**What the task asks:** Once the line with "The required output" is found in the entries below, print it and each following line exactly, stopping after the line with "negative clicks: (32, 48) (18, 13)"; print nothing else.
------------------------------------------------
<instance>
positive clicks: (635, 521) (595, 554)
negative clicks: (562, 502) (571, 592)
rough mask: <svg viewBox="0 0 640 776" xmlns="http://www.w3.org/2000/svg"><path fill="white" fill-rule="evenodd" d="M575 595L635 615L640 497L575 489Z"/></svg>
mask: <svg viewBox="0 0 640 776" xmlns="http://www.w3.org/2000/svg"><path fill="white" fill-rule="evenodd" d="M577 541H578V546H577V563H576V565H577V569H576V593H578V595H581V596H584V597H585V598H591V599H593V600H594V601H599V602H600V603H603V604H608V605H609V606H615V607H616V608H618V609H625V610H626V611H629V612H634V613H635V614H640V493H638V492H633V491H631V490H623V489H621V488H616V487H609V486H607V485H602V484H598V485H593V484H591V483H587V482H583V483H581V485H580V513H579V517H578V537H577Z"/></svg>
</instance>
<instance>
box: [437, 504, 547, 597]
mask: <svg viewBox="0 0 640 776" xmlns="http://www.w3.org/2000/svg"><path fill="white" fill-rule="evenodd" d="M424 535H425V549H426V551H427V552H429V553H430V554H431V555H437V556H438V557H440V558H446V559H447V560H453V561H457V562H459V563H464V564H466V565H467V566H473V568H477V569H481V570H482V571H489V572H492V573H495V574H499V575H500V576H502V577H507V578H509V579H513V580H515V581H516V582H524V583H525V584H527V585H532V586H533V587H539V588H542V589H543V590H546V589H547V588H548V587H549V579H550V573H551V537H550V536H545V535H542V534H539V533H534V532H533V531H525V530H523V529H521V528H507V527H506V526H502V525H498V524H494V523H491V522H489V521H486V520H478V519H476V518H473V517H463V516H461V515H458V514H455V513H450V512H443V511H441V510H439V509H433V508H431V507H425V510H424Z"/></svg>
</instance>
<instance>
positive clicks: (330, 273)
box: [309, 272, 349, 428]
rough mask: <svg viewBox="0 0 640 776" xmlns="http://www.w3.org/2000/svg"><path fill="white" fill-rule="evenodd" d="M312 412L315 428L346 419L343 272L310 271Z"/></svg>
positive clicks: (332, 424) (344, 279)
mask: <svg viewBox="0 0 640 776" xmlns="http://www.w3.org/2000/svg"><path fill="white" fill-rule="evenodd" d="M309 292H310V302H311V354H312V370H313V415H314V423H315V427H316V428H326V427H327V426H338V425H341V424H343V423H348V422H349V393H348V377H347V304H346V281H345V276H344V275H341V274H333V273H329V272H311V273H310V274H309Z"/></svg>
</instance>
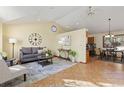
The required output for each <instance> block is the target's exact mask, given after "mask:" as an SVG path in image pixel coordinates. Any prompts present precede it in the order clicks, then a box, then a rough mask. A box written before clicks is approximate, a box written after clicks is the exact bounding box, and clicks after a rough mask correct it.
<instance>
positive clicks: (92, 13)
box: [88, 6, 95, 16]
mask: <svg viewBox="0 0 124 93" xmlns="http://www.w3.org/2000/svg"><path fill="white" fill-rule="evenodd" d="M94 14H95V10H94V9H93V7H92V6H89V10H88V16H92V15H94Z"/></svg>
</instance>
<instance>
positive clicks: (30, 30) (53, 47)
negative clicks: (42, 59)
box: [3, 23, 63, 57]
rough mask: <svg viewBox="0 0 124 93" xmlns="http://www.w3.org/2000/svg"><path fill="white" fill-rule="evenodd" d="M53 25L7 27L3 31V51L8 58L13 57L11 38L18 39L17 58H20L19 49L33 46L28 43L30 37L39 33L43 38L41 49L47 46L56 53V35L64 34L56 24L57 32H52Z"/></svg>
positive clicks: (49, 23)
mask: <svg viewBox="0 0 124 93" xmlns="http://www.w3.org/2000/svg"><path fill="white" fill-rule="evenodd" d="M52 25H53V23H43V24H42V23H35V24H34V23H32V24H13V25H5V26H4V31H3V37H4V38H3V50H4V51H5V52H7V54H8V56H9V57H11V56H12V55H11V54H12V53H11V50H12V45H11V44H9V43H8V39H9V38H11V37H12V38H16V39H17V43H16V44H15V57H18V56H19V49H20V48H21V47H30V46H32V45H31V44H30V43H29V42H28V37H29V35H30V34H31V33H35V32H36V33H39V34H40V35H41V36H42V44H41V45H40V46H41V47H44V46H46V47H47V48H49V49H51V50H52V51H55V47H56V44H55V40H56V35H57V34H59V33H61V32H63V30H62V28H61V27H60V26H59V25H57V24H56V26H57V32H51V30H50V28H51V26H52Z"/></svg>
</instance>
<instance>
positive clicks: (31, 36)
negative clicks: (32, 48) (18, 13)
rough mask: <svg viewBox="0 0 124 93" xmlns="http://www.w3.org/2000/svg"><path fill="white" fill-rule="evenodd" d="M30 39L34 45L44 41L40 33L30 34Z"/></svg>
mask: <svg viewBox="0 0 124 93" xmlns="http://www.w3.org/2000/svg"><path fill="white" fill-rule="evenodd" d="M28 41H29V43H30V44H31V45H33V46H38V45H40V44H41V43H42V37H41V35H40V34H38V33H32V34H31V35H29V38H28Z"/></svg>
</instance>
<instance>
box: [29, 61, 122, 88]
mask: <svg viewBox="0 0 124 93" xmlns="http://www.w3.org/2000/svg"><path fill="white" fill-rule="evenodd" d="M29 86H30V87H50V86H52V87H61V86H67V87H70V86H124V65H123V64H118V63H110V62H103V61H100V60H95V61H94V62H91V63H88V64H82V63H77V64H76V65H74V66H73V67H70V68H68V69H66V70H63V71H61V72H59V73H57V74H54V75H51V76H50V77H48V78H45V79H43V80H40V81H37V82H34V83H33V84H31V85H29Z"/></svg>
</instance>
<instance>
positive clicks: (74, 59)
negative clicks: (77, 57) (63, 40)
mask: <svg viewBox="0 0 124 93" xmlns="http://www.w3.org/2000/svg"><path fill="white" fill-rule="evenodd" d="M76 54H77V53H76V51H73V50H70V51H69V55H70V56H71V61H72V62H75V61H76V59H75V57H76Z"/></svg>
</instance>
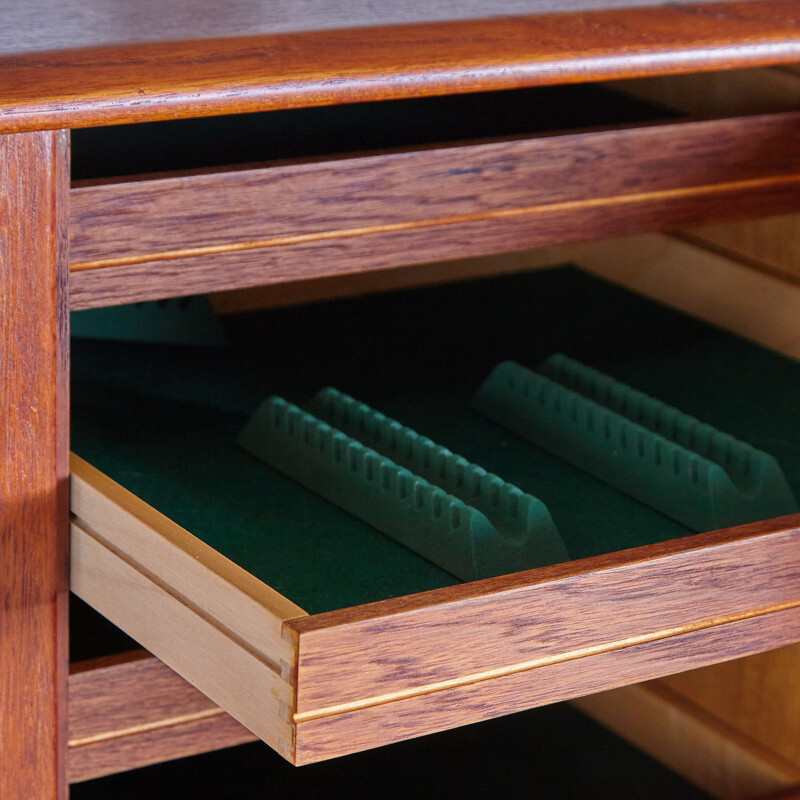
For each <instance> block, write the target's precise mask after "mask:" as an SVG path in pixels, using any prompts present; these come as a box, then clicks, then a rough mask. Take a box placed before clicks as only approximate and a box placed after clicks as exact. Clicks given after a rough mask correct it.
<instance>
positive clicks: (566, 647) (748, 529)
mask: <svg viewBox="0 0 800 800" xmlns="http://www.w3.org/2000/svg"><path fill="white" fill-rule="evenodd" d="M73 470H74V472H73V498H72V508H73V513H74V514H75V517H76V520H75V522H74V523H73V539H72V541H73V568H72V580H73V587H74V590H75V591H76V593H77V594H78V595H79V596H81V597H82V598H83V599H84V600H86V601H87V602H88V603H89V604H90V605H92V606H94V607H95V608H96V609H97V610H99V611H100V612H101V613H103V614H104V615H106V616H108V617H109V618H110V619H111V620H112V621H114V622H116V623H117V624H118V625H120V627H122V628H123V630H126V631H128V632H129V633H131V634H132V635H133V636H134V637H135V638H137V639H139V641H141V642H142V644H144V645H145V646H147V647H148V649H150V650H151V651H152V652H153V653H154V654H155V655H157V656H159V657H160V658H162V659H163V660H164V661H165V662H166V663H168V664H169V665H170V666H172V667H173V668H174V669H176V670H177V671H178V672H180V673H181V674H183V675H184V676H185V677H187V678H188V679H189V680H190V681H191V682H192V683H194V684H195V685H197V686H198V687H199V688H201V689H202V690H203V691H205V692H207V693H208V694H209V696H210V697H211V698H212V699H213V700H214V701H215V702H218V703H219V704H220V705H221V706H223V707H224V708H225V709H226V710H227V711H229V712H230V713H231V714H232V715H233V716H234V717H235V718H237V719H238V720H240V721H241V722H243V723H245V724H246V725H247V726H248V727H249V728H250V729H251V730H254V731H255V732H257V733H259V734H260V735H261V736H262V738H264V739H265V740H266V741H268V742H269V743H271V744H272V745H273V747H276V749H278V750H279V752H282V753H283V754H284V755H285V756H286V757H287V758H289V759H290V760H291V761H293V762H294V763H308V762H310V761H316V760H320V759H324V758H331V757H334V756H337V755H342V754H344V753H347V752H354V751H356V750H360V749H364V748H367V747H375V746H378V745H381V744H386V743H388V742H391V741H397V740H398V739H401V738H406V737H408V736H416V735H420V734H422V733H427V732H431V731H435V730H440V729H443V728H447V727H452V726H455V725H459V724H465V723H467V722H473V721H477V720H479V719H485V718H488V717H492V716H498V715H500V714H504V713H510V712H511V711H515V710H521V709H523V708H530V707H532V706H535V705H539V704H543V703H547V702H555V701H557V700H563V699H567V698H569V697H574V696H578V695H580V694H585V693H587V692H593V691H599V690H601V689H606V688H611V687H613V686H618V685H622V684H625V683H629V682H633V681H638V680H643V679H649V678H653V677H657V676H660V675H664V674H667V673H669V672H673V671H676V670H679V669H685V668H688V667H690V666H697V665H705V664H708V663H712V662H714V661H719V660H724V659H726V658H733V657H735V656H737V655H744V654H749V653H752V652H759V651H761V650H764V649H766V648H768V647H770V646H777V645H778V644H781V643H789V642H793V641H796V640H797V639H798V637H800V590H799V589H798V588H797V587H798V585H799V584H798V580H797V579H798V575H799V574H800V548H798V541H799V540H800V528H798V527H797V525H798V523H800V516H797V515H796V516H793V517H785V518H782V519H778V520H771V521H768V522H763V523H757V524H753V525H747V526H742V527H740V528H733V529H728V530H723V531H715V532H712V533H707V534H699V535H696V536H692V537H688V538H686V539H680V540H675V541H671V542H666V543H663V544H658V545H650V546H647V547H642V548H637V549H634V550H629V551H623V552H619V553H612V554H609V555H606V556H600V557H596V558H591V559H584V560H581V561H576V562H570V563H567V564H561V565H557V566H554V567H547V568H543V569H539V570H531V571H528V572H522V573H517V574H515V575H509V576H504V577H501V578H493V579H490V580H487V581H478V582H474V583H470V584H464V585H460V586H455V587H448V588H445V589H439V590H435V591H432V592H425V593H422V594H417V595H410V596H407V597H403V598H397V599H394V600H387V601H383V602H379V603H373V604H369V605H365V606H359V607H356V608H351V609H344V610H341V611H334V612H329V613H325V614H318V615H314V616H310V617H309V616H294V617H292V616H291V612H292V606H291V604H290V603H289V601H288V600H285V599H283V598H280V596H278V595H276V593H274V592H273V591H272V590H271V589H269V587H267V586H265V585H263V584H261V587H262V588H261V589H260V590H259V589H258V587H257V586H256V584H255V583H253V581H254V579H252V578H250V577H248V576H246V575H244V574H243V573H241V571H240V570H238V569H237V568H235V567H234V566H233V565H231V564H230V563H229V562H225V559H222V558H221V556H219V555H218V554H215V553H214V552H213V551H211V550H210V548H208V547H207V546H205V545H203V544H202V543H200V542H199V541H197V540H195V539H194V538H193V537H191V536H190V535H189V534H188V533H186V532H185V531H182V529H179V528H178V527H177V526H175V525H174V524H173V523H171V522H169V520H167V519H166V518H164V517H162V516H161V515H159V514H157V513H156V512H155V511H154V510H153V509H150V508H149V507H147V506H146V505H145V504H144V503H142V502H141V501H140V500H138V499H136V498H135V497H133V496H132V495H130V494H129V493H127V492H126V491H125V490H123V489H122V488H121V487H119V486H118V485H116V484H114V483H113V482H112V481H110V480H109V479H108V478H105V477H104V476H102V474H100V473H98V472H97V471H96V470H93V469H92V468H90V467H88V466H87V465H86V464H85V463H84V462H81V461H80V460H79V459H73ZM195 562H197V563H195ZM223 573H226V574H227V577H228V579H229V580H230V581H232V583H231V584H230V585H227V586H226V585H225V580H224V575H223ZM237 584H239V585H237ZM250 584H252V585H250ZM247 587H249V588H247ZM259 593H260V594H261V595H263V597H264V600H259V599H258V595H259ZM243 595H245V596H243ZM656 597H657V598H658V602H657V603H654V602H653V599H654V598H656ZM270 605H273V606H276V607H281V608H284V611H283V612H282V613H280V614H278V613H276V612H275V611H274V610H272V611H271V610H270V609H269V606H270ZM294 609H296V607H294ZM298 611H299V609H296V613H297V612H298ZM270 630H271V631H272V632H270ZM265 634H266V635H265ZM187 642H188V643H190V644H191V646H190V647H187ZM443 654H446V655H443ZM276 696H277V697H278V700H279V702H278V704H277V706H276V705H275V701H274V698H275V697H276Z"/></svg>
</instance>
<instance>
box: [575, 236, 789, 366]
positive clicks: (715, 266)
mask: <svg viewBox="0 0 800 800" xmlns="http://www.w3.org/2000/svg"><path fill="white" fill-rule="evenodd" d="M561 252H562V253H564V255H565V257H567V258H569V259H570V260H572V261H574V262H575V263H576V264H577V265H578V266H579V267H581V268H583V269H585V270H586V271H587V272H591V273H593V274H595V275H598V276H600V277H602V278H606V279H607V280H610V281H612V282H613V283H616V284H618V285H621V286H624V287H626V288H628V289H633V290H634V291H636V292H638V293H640V294H643V295H645V296H647V297H651V298H653V299H656V300H659V301H661V302H663V303H666V304H667V305H669V306H673V307H674V308H677V309H679V310H680V311H683V312H685V313H687V314H690V315H692V316H694V317H697V318H699V319H702V320H705V321H706V322H710V323H712V324H714V325H718V326H719V327H721V328H724V329H725V330H728V331H731V332H732V333H735V334H737V335H739V336H743V337H746V338H748V339H750V340H751V341H753V342H756V343H757V344H760V345H763V346H764V347H767V348H770V349H772V350H776V351H778V352H780V353H783V354H785V355H788V356H791V357H793V358H800V315H799V314H798V309H800V285H798V284H796V283H793V282H790V281H786V280H783V279H782V278H779V277H777V276H774V275H770V274H767V273H764V272H761V271H759V270H755V269H753V268H752V267H751V266H748V265H746V264H743V263H740V262H739V261H736V260H733V259H732V258H728V257H725V256H722V255H719V254H717V253H714V252H711V251H709V250H707V249H706V248H704V247H699V246H697V245H693V244H690V243H688V242H685V241H682V240H681V239H680V238H678V237H676V236H670V235H665V234H643V235H639V236H629V237H623V238H617V239H608V240H605V241H601V242H593V243H591V244H577V245H570V246H569V247H568V248H563V249H562V251H561Z"/></svg>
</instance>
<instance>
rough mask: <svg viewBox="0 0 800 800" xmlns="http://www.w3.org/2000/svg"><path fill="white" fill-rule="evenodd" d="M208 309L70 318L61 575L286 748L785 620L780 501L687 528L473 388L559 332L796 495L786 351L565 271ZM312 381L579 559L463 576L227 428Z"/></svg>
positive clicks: (705, 645)
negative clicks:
------------------------------------------------
**Result:**
The required output for each <instance> block is the target's exact mask, given after "mask:" as an SVG path in image pixel coordinates. Any prompts present precede it in the order clicks, then a box, then a rough mask. A box written before clicks is approximate, a box written after clicks is the exact bounding box, and clicks after a rough mask correct it.
<instance>
positive clicks: (92, 13)
box: [88, 6, 95, 16]
mask: <svg viewBox="0 0 124 93" xmlns="http://www.w3.org/2000/svg"><path fill="white" fill-rule="evenodd" d="M94 14H95V10H94V9H93V7H92V6H89V10H88V16H92V15H94Z"/></svg>
</instance>
<instance>
positive clicks: (30, 30) (53, 47)
negative clicks: (42, 59)
box: [3, 23, 63, 57]
rough mask: <svg viewBox="0 0 124 93" xmlns="http://www.w3.org/2000/svg"><path fill="white" fill-rule="evenodd" d="M53 25L7 27L3 31V51L8 58L13 57L11 38L18 39L17 58H20L19 49L33 46L28 43L30 37L39 33L43 38L41 49L47 46L56 53V35L64 34L56 24L57 32H52Z"/></svg>
positive clicks: (49, 23)
mask: <svg viewBox="0 0 124 93" xmlns="http://www.w3.org/2000/svg"><path fill="white" fill-rule="evenodd" d="M52 25H53V23H43V24H42V23H35V24H34V23H32V24H13V25H5V26H4V31H3V37H4V38H3V50H4V51H5V52H7V54H8V56H9V57H11V56H12V55H11V54H12V53H11V50H12V45H11V44H9V43H8V39H9V38H11V37H12V38H16V39H17V43H16V44H15V57H18V56H19V49H20V48H21V47H30V46H32V45H31V44H30V43H29V42H28V37H29V35H30V34H31V33H35V32H36V33H39V34H40V35H41V36H42V44H41V45H40V46H41V47H44V46H46V47H47V48H49V49H51V50H52V51H55V47H56V44H55V40H56V35H57V34H59V33H61V32H63V30H62V28H61V27H60V26H59V25H57V24H56V26H57V32H51V30H50V28H51V26H52Z"/></svg>
</instance>
<instance>
positive clicks: (31, 36)
negative clicks: (32, 48) (18, 13)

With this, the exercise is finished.